## Problem to solve
Everything from the line that holds "Please tag the dirt driveway" through the end of the data below should be output exactly, both ends included.

## Supplied data
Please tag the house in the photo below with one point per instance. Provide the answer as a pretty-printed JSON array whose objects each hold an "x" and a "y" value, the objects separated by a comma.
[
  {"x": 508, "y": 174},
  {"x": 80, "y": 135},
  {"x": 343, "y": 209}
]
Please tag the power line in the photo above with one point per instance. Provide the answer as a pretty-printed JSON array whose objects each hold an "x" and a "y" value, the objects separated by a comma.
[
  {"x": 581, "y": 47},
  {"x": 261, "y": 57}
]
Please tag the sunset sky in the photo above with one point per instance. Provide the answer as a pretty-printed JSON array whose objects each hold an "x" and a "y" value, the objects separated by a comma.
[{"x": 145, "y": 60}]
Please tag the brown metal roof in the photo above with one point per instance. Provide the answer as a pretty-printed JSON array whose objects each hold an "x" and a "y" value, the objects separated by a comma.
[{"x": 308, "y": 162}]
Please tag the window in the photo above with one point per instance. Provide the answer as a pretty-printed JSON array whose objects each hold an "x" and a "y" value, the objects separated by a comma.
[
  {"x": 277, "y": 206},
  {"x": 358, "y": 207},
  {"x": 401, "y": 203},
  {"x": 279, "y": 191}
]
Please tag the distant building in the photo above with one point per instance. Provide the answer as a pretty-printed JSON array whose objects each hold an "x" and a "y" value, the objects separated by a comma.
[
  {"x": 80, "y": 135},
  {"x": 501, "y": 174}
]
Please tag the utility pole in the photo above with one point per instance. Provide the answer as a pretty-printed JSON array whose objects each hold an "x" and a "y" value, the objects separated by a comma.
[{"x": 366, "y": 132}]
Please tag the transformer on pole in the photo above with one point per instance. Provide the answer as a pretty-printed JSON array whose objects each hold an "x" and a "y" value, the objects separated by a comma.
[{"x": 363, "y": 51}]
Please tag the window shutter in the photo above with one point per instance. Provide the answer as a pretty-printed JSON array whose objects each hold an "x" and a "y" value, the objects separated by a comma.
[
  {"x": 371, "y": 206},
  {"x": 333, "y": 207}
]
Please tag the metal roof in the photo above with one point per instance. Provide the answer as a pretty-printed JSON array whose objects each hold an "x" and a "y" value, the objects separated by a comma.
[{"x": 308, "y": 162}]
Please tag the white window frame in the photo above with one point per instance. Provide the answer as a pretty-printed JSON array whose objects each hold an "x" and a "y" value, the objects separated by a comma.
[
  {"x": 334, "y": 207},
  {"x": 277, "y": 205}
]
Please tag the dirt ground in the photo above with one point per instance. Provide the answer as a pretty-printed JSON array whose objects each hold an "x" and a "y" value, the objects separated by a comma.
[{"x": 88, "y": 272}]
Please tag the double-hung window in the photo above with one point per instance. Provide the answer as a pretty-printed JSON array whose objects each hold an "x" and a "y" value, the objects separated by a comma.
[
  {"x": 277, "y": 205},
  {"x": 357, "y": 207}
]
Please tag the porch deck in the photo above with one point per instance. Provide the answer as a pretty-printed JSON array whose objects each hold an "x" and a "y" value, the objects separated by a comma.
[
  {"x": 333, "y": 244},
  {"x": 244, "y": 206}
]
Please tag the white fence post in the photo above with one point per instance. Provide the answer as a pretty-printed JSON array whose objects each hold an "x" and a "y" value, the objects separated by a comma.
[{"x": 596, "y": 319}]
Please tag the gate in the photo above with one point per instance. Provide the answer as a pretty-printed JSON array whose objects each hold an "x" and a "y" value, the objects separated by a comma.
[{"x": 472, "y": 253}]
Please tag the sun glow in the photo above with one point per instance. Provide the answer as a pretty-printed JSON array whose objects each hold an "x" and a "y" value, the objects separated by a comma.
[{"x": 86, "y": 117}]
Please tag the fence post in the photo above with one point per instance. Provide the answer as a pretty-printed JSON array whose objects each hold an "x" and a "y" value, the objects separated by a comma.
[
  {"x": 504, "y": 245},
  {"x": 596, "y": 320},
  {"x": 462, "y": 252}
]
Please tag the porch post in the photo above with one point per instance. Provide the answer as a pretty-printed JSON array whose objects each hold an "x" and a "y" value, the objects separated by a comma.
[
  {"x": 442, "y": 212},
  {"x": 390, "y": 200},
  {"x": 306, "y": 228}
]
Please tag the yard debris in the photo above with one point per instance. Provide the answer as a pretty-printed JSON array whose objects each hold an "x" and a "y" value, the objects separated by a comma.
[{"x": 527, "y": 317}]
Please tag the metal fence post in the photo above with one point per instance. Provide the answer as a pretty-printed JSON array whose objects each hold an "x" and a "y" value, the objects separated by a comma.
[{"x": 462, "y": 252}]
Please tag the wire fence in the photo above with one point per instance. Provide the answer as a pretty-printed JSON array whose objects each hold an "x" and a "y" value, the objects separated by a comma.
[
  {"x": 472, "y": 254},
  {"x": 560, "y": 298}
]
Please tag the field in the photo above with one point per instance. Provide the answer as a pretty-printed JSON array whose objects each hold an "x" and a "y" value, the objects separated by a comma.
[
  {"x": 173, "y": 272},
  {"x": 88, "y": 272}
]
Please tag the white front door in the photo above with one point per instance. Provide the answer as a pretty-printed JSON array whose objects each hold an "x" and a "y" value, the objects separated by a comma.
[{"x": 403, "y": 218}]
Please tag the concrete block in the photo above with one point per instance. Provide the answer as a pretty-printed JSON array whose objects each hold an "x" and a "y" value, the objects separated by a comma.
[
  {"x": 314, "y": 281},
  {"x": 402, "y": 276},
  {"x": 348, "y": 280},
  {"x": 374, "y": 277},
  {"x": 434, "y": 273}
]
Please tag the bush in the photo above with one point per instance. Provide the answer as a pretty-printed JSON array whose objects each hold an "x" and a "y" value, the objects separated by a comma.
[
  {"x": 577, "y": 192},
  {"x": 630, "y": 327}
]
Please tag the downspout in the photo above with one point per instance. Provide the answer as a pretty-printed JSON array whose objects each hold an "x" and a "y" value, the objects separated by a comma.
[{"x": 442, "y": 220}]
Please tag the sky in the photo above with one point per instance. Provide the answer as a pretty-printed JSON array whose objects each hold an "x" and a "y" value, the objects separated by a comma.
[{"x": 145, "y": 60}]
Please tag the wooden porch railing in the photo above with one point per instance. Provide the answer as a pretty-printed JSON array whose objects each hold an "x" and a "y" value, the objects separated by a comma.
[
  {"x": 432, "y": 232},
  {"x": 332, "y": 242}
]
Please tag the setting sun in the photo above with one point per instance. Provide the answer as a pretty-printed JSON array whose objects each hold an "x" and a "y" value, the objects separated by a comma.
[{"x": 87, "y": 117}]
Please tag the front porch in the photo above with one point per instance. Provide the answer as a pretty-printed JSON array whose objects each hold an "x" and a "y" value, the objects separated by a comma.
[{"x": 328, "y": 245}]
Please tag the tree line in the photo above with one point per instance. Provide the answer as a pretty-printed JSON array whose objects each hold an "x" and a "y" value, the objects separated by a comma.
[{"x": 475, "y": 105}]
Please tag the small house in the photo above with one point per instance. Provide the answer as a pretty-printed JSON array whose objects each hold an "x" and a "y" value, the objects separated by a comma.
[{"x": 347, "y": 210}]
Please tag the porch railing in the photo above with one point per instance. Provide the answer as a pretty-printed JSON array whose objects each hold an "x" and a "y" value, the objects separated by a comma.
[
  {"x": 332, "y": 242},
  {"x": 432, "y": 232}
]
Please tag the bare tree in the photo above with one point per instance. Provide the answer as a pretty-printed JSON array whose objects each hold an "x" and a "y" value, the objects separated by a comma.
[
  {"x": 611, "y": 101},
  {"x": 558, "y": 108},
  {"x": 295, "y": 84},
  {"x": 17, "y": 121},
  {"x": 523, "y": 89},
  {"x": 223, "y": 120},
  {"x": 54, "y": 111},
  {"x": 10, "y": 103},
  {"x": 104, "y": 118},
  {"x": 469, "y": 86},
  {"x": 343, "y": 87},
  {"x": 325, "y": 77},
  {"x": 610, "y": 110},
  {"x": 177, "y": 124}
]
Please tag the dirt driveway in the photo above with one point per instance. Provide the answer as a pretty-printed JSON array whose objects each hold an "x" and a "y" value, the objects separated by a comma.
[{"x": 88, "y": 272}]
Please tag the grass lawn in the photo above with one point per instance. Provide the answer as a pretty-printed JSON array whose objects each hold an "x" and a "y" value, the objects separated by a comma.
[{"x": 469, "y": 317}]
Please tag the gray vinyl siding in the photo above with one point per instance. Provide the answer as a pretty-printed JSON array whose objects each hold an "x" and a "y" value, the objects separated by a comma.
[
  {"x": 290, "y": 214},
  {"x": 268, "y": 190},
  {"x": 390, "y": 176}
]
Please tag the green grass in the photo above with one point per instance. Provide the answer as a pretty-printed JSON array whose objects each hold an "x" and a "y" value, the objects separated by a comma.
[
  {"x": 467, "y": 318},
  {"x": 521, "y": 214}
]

## Solution
Please tag the dirt driveway in the photo above with one point per instance. Provide the answer as a pretty-printed JSON array whose objects each hold an "x" and a "y" value, the objects separated by a comma.
[{"x": 88, "y": 272}]
Please tag the grass lawn in the photo above with one point per instance. Provide the answer as a pretty-printed JSON array whose objects each hold an "x" and a "y" value, the objects separated by a comma.
[{"x": 469, "y": 317}]
Please tag the gray vinyl siding in the photo above with one point per instance. Provide the answer as a pretty-printed JSON array whose objects each hold an "x" and a "y" value, the objects separated by a comma.
[
  {"x": 290, "y": 214},
  {"x": 268, "y": 190},
  {"x": 390, "y": 176}
]
Please tag the green grass in the photo above with one point per instance. Provide the answer as a pretty-printed JSON array whose objects each hold an "x" and a "y" value, the objects separated by a comma.
[
  {"x": 467, "y": 318},
  {"x": 521, "y": 214}
]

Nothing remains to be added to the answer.